■ What this task involves
Without the pictures, write out all the lines below exactly as they appear.

■ Recorded data
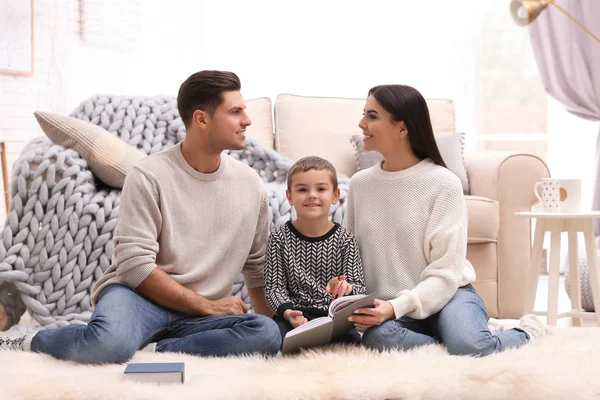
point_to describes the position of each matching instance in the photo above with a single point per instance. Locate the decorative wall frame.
(16, 37)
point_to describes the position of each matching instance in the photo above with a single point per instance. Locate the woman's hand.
(294, 317)
(366, 318)
(338, 287)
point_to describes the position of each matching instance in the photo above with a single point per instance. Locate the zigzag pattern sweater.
(298, 268)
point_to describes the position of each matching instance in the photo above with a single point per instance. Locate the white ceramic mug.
(559, 195)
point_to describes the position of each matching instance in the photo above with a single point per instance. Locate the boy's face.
(227, 126)
(312, 194)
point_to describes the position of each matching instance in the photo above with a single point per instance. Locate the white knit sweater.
(411, 228)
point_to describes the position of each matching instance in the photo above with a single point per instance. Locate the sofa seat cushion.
(484, 219)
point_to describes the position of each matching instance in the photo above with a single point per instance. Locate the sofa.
(500, 183)
(57, 237)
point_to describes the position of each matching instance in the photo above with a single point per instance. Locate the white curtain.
(569, 63)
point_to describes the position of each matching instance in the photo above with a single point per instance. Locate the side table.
(555, 223)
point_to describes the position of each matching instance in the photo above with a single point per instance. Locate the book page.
(309, 325)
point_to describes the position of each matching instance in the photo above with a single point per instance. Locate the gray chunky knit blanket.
(57, 239)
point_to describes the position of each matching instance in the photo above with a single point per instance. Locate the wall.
(322, 48)
(68, 69)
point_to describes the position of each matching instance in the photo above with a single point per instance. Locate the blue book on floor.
(156, 372)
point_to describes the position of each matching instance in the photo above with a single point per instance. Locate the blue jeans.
(124, 322)
(461, 326)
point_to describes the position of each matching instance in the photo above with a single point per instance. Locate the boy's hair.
(204, 91)
(309, 163)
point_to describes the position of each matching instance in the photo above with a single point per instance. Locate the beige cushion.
(484, 219)
(108, 156)
(261, 129)
(322, 126)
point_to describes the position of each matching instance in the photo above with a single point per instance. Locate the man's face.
(227, 126)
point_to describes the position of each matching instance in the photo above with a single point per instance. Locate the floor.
(564, 304)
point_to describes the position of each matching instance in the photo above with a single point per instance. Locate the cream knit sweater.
(411, 228)
(201, 229)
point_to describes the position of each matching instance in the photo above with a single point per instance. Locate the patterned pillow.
(108, 156)
(451, 148)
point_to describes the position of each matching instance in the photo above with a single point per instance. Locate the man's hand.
(227, 306)
(368, 317)
(294, 317)
(338, 287)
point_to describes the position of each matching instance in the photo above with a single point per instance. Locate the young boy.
(311, 260)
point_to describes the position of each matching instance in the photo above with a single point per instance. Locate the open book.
(323, 330)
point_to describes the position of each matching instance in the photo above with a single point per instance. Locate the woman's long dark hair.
(406, 104)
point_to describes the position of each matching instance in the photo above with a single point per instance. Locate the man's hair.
(204, 91)
(309, 163)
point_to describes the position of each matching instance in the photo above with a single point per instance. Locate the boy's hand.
(294, 317)
(338, 287)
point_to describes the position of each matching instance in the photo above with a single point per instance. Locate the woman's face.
(380, 132)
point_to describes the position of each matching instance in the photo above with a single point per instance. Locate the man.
(191, 219)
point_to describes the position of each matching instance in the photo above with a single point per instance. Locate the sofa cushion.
(484, 219)
(321, 126)
(451, 149)
(259, 111)
(109, 157)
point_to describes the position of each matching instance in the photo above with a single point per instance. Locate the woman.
(409, 216)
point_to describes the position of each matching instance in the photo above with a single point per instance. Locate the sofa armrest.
(508, 177)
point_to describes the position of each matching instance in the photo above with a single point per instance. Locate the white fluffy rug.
(565, 365)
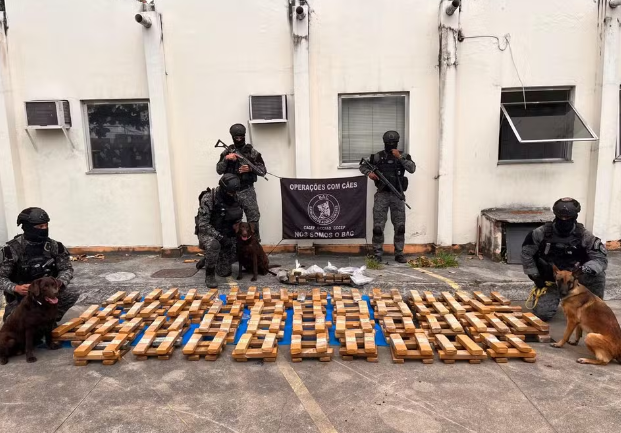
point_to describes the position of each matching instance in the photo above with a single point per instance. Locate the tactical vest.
(564, 252)
(246, 179)
(224, 215)
(392, 170)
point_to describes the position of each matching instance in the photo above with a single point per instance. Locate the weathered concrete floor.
(555, 394)
(98, 279)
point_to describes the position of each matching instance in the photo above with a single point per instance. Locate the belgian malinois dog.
(584, 310)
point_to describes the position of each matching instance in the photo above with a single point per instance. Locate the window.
(119, 136)
(541, 129)
(363, 121)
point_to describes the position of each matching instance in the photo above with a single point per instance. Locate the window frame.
(87, 136)
(562, 140)
(568, 158)
(406, 118)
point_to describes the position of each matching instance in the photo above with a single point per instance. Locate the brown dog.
(250, 253)
(35, 314)
(584, 310)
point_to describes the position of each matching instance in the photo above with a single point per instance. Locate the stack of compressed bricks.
(195, 304)
(265, 328)
(310, 328)
(354, 328)
(105, 334)
(217, 328)
(439, 319)
(396, 320)
(296, 277)
(498, 317)
(456, 324)
(98, 334)
(164, 333)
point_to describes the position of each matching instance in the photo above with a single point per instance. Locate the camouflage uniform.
(392, 168)
(544, 247)
(214, 227)
(247, 196)
(21, 262)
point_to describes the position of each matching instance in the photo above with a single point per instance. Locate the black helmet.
(237, 130)
(33, 215)
(391, 137)
(566, 207)
(229, 182)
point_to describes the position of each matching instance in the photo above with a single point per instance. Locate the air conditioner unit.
(268, 109)
(48, 114)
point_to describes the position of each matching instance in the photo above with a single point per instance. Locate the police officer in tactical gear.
(393, 165)
(229, 163)
(566, 244)
(34, 255)
(218, 213)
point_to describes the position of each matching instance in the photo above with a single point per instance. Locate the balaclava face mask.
(564, 227)
(388, 147)
(33, 234)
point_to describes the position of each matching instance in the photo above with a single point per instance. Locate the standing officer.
(33, 255)
(218, 213)
(566, 244)
(229, 163)
(393, 165)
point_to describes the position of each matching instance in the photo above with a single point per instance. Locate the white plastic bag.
(315, 270)
(358, 277)
(298, 269)
(330, 269)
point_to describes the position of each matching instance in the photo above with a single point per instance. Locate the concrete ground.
(98, 279)
(555, 394)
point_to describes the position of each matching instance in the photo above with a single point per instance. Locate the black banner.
(324, 208)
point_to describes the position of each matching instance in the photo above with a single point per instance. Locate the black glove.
(539, 281)
(226, 242)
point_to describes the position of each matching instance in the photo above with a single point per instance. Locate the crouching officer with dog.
(392, 164)
(218, 213)
(34, 255)
(230, 163)
(567, 244)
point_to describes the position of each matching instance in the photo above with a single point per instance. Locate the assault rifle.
(383, 179)
(242, 158)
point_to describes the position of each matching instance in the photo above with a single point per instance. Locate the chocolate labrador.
(250, 252)
(35, 315)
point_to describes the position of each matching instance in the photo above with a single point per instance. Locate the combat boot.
(210, 277)
(399, 258)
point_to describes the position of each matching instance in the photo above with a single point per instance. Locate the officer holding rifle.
(245, 162)
(387, 169)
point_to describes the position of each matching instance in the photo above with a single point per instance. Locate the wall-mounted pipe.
(143, 19)
(450, 10)
(300, 14)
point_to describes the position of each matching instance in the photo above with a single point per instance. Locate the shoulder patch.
(7, 253)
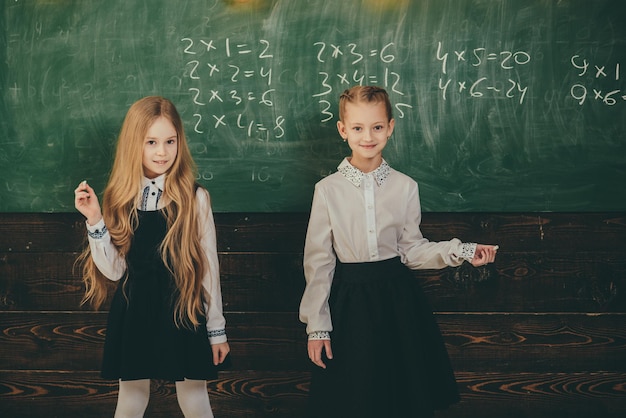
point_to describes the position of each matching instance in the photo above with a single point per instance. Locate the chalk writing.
(231, 87)
(502, 82)
(596, 82)
(348, 64)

■ Task answer
point_to describes the position of each matching instance in the photo above with a single point per instance. Locate the decorative wall frame.
(16, 37)
point_to describes the position of each matching instance in the photo above with a single point per instance. Locate the woman's hand.
(294, 317)
(366, 318)
(338, 287)
point_to describes the position of each matching instance in the photo above with a single point per instance. Locate the zigzag pattern sweater.
(298, 268)
point_to describes the position of each matching instance in the photo above with a single point per instance. Locate the white ceramic mug.
(559, 195)
point_to describes the position of each matching instance in the photo above with a single point per instance. Locate the boy's face.
(227, 126)
(312, 194)
point_to describes the position of each matching instance in the photo above with a single point per instance. Locate the white knit sweater.
(411, 228)
point_to describes the position of each matching instance in the photo above with a single point per instance. Locate the sofa seat cushion.
(484, 219)
point_to describes the position of each matching instance in the photo above with a single point per instance. Locate the sofa.
(500, 183)
(57, 237)
point_to describes the position of each matching instance in the photo above with a single point per instance. Locate the white curtain.
(569, 63)
point_to describes the position of each matching instance in the photo above with a single point per instance. Locate the side table.
(555, 223)
point_to describes the position of each matching instance in the photo above with a single point per instance. Locate the book page.
(309, 325)
point_to describes the position of each matching instance in the photo above with a single point per instance. Locate the gray chunky knit blanket.
(57, 239)
point_to describes the position of each matching instance in the photo above with a single point per instance. Locate the wall.
(322, 48)
(68, 69)
point_to describes the position of each matching instance in the photo above with a single point per instance. Locate the blue book on floor.
(156, 372)
point_to describes the position of each matching instance in the photo above with a single point per instance. Locate the blue jeans.
(124, 322)
(461, 326)
point_to describes the position of each matching instance in the photo above with a single point per instance. Locate the boy's hair.
(204, 91)
(309, 163)
point_to describes the position of each matching instance in the photo above with a single point per instance. Locate the beige cushion.
(484, 219)
(108, 156)
(261, 129)
(322, 126)
point_to describes the position of each matching instance in the photo above with a single point per instance. Locate the man's face.
(227, 126)
point_to describes the position of each matching instance in the photo above with a single point per instance. Locate the floor.
(564, 304)
point_to describes the position of each matching instance in the photo above with a single point per instance. Locate the cream knit sweater.
(411, 228)
(201, 229)
point_to describes the position of each matching instance in the photo above with a single point per instance. Locate the patterned pillow.
(108, 156)
(451, 148)
point_to describes the position of each matching instance in the photo above with a single point per instance. Locate the man's hand.
(227, 306)
(368, 317)
(294, 317)
(338, 287)
point_to describes the position of each matching instance in the photo above with a single point per instance. Locate the young boy.
(311, 260)
point_to describes the position of each matching instance in the photo above with a single point per instance. Locate the open book.
(323, 330)
point_to describes the position of each matching instance in the photo above with a single point per instance. Locate the woman's long dark hair.
(406, 104)
point_to describes the position of each matching instance in the photo above with a single point per instance. Locate the man's hair.
(204, 91)
(309, 163)
point_to describes the position of each matching instance in the photo above with a single point per instance. Locate the boy's hand.
(294, 317)
(338, 287)
point_to describes the position of each matching instance in the photo above with a single point per instance. Locate the woman's face.
(380, 132)
point_to describes the position of each matching instance in the photo above with a single point per instance. Locate the man.
(191, 219)
point_to describes the position of each matching instance in the photo above with a single point per instance. Locate the sofa cushion.
(484, 219)
(321, 126)
(451, 149)
(259, 111)
(109, 157)
point_to describes the position of each matching instance in the photo above with a single point per instance. Locate the woman.
(409, 216)
point_to describes the position of each matching instance in the photo above with a single point per instance. Locate the sofa armrest.
(508, 177)
point_to describes the position of each matching instance in the photo above with a single point per instance. Locate the white fluffy rug.
(565, 365)
point_to describes the position of each matching instance in the photo above with a single point per instance. Locate the tactical vest.
(564, 252)
(246, 179)
(224, 215)
(392, 170)
point_to describes the position of each matching instance in the photo above with a single point per instance. Locate the weathered concrete floor.
(555, 394)
(98, 279)
point_to describes the position of each matching instance in the photo above with a single point per instance. Locate the belgian malinois dog.
(584, 310)
point_to describes the position of each matching instance in the photo above with a single point per instance. Locate the window.
(119, 136)
(541, 129)
(363, 121)
point_to describes the position of each matching instance in the photo above with a single point per instance. Locate the window frame.
(87, 136)
(562, 140)
(568, 158)
(406, 118)
point_to describes the position of each matching instance in the photo above with a single point per instance. Locate the brown dog.
(250, 253)
(35, 314)
(584, 310)
point_to describes the position of each matching instance in the photo above with a single point per instance. Locate the stack of compressed bricks.
(195, 304)
(265, 328)
(310, 328)
(354, 328)
(105, 334)
(217, 328)
(439, 319)
(396, 320)
(296, 277)
(498, 317)
(456, 324)
(98, 334)
(164, 333)
point_to describes the position of each matching instance in the photo above with a single point per instance. Locate the camouflage uniform.
(392, 168)
(544, 247)
(214, 227)
(247, 196)
(21, 262)
point_to describes the position of each matching instance in the photo above with a single point per instance. Locate the black helmet.
(237, 130)
(33, 215)
(391, 137)
(566, 207)
(229, 182)
point_to describes the position of each matching instance in the photo above with a single point per instance. Locate the air conditioner unit.
(268, 109)
(48, 114)
point_to describes the position of each matching instance in the photo above with a single point per instance. Locate the police officer in tactical gear.
(393, 165)
(229, 163)
(566, 244)
(34, 255)
(218, 213)
point_to describes the position of each matching instance in the photo above with a single point per instance. Locate the balaclava face mask.
(564, 227)
(388, 147)
(33, 234)
point_to describes the position of each matching instance in the photo above with a single point per instance. Locate the standing officer.
(33, 255)
(218, 213)
(566, 244)
(229, 163)
(393, 165)
point_to describes the position of each matching instance in the photo above with a single point per instance. Locate the white plastic bag.
(315, 270)
(358, 277)
(298, 269)
(330, 269)
point_to describes the position of each matching instance in the photo above with a single point per instance. Locate the concrete ground.
(98, 279)
(555, 394)
point_to describes the position of each matching instance in the photo above with a single point per instance. Locate the black banner.
(324, 208)
point_to describes the position of each matching instance in the photo above with a single point per instance. Locate the black glove.
(539, 281)
(226, 242)
point_to describes the position of each matching instance in the photo above with a single point per instance. Locate the crouching officer with dog.
(392, 164)
(218, 213)
(34, 255)
(230, 163)
(567, 244)
point_to describes the position of each matching instance in the photo above with a single point per instance. Locate the assault rifle.
(383, 179)
(242, 158)
point_to describes the position of each matching instance in the photo above with a single point per instance. Locate the chocolate labrador.
(250, 252)
(35, 315)
point_to describes the position of each matching instance in the photo above with a single point per instance. Locate the combat boot.
(210, 277)
(399, 258)
point_to describes the position of each matching instance in the photo above with a single point per instance. Locate the officer holding rifle.
(245, 162)
(387, 169)
point_to describes the position of each matching instance in the photo above with a single point per instance. Locate the wall-mounted pipe.
(143, 19)
(450, 10)
(300, 14)
point_to describes the position of each matching instance in the photo above with a single point per instance. Locate the shoulder patch.
(7, 253)
point_to describes the position of each matching instance in the photo above with a single point per instance. Locate the chalk writing.
(231, 87)
(502, 82)
(596, 82)
(348, 64)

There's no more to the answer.